## Written instruction
Lay out the part of the records that opens with the line containing "target: <item>ornate metal fork handle</item>" and closes with the line containing "task: trace the outline of every instance of the <item>ornate" as a numbered list, one line per item, omitting any blank lines.

## Dataset records
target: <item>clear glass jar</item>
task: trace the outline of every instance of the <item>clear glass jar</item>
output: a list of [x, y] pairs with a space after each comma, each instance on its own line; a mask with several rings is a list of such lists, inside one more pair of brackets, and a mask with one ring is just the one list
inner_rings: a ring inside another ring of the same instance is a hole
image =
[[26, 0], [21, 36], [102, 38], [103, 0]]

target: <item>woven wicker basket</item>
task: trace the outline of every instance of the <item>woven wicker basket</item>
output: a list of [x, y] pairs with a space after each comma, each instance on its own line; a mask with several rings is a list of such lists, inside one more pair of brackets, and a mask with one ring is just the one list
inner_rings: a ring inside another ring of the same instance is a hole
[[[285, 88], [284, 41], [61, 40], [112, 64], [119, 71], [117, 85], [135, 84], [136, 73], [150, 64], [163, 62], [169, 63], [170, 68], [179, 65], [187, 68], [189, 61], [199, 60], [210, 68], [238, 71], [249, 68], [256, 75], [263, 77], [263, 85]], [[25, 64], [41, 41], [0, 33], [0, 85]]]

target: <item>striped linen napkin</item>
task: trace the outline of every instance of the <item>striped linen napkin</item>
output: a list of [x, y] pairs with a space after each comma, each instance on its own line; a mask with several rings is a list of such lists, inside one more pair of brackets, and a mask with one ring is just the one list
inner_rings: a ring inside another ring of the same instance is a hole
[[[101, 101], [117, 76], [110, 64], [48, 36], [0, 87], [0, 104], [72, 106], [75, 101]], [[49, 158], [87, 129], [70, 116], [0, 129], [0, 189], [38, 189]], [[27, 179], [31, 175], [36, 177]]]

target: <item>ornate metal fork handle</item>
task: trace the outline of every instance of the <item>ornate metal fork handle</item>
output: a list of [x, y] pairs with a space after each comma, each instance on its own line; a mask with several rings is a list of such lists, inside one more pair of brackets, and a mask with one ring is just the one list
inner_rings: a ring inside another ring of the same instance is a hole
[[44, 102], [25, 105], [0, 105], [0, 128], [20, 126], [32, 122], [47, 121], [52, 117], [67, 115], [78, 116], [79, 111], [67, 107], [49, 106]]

## Output of the task
1. target: <item>ornate metal fork handle</item>
2. task: trace the outline of every instance of the <item>ornate metal fork handle</item>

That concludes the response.